I had been a photographer for a small business paper with its' offices in a historic building just behind the Civic Center. Great job ... but watching every dime. Newspaper work never made anyone rich. This was back when you could still return bottles and cans for nickels and dimes at your local grocery store - and I'd just carted a bunch of said containers down to my car ... then noticed an old man digging through the garbage container in the back of the lot. Behind him was a grocery cart full of these cans and bottles., and I'd recognized him from his wonderings around Hartford pushing that cart - generally full of whatever he found that he thought valuable ... blankets, bottles, old bags full of ....

Didn't really say anything - I just took my containers over to his cart and put them in. Hadn't really been in the mood to drive down to the grocery store anyway .... and, my bills were paid. ... so. His smile was broad and wide and honest and relatively toothless and his thanks, profuse.

Never thought about that again, until about 6 or 8 months later. I was just getting back to my condo from running some early morning errands on a Saturday. My parking space was in the back of the lot and I ended up taking the back stairs up to my abode. Walking through my condos' door, my door buzzer was blaring away - it would stop for a second or two, then started blaring again. Apparently, someone was leaning on the buzzer at the front entrance to my building ..... I wasn't to happy about it and was fully prepared to let this jerk know about it.

Prompt 1:
Summarize the account of the returned bottles and cans in two sentences.
Prompt 2:
Duplicate the account of the returned bottles and cans from "I had been a" to "full of ....".

Given data:
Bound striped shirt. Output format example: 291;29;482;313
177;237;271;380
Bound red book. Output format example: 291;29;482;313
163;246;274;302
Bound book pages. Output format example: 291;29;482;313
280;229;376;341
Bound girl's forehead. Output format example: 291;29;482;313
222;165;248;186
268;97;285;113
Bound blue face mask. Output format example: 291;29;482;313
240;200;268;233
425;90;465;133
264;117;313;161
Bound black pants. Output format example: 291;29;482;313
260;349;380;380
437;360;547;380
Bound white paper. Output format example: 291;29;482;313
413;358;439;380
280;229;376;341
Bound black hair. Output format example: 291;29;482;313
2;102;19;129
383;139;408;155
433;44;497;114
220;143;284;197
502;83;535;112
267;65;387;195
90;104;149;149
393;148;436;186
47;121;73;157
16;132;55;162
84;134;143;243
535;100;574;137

Written reply 1:
While working as a photographer for a small business paper, the narrator put a load of returnable bottles and cans into the grocery cart of an old man who wandered around Hartford and was digging through a garbage container behind the lot, and the man thanked the narrator profusely. About six or eight months later, the narrator came home on a Saturday morning to find the door buzzer blaring because someone was leaning on it at the building's front entrance.

Written reply 2:
I had been a photographer for a small business paper with its' offices in a historic building just behind the Civic Center. Great job ... but watching every dime. Newspaper work never made anyone rich. This was back when you could still return bottles and cans for nickels and dimes at your local grocery store - and I'd just carted a bunch of said containers down to my car ... then noticed an old man digging through the garbage container in the back of the lot. Behind him was a grocery cart full of these cans and bottles., and I'd recognized him from his wonderings around Hartford pushing that cart - generally full of whatever he found that he thought valuable ... blankets, bottles, old bags full of ....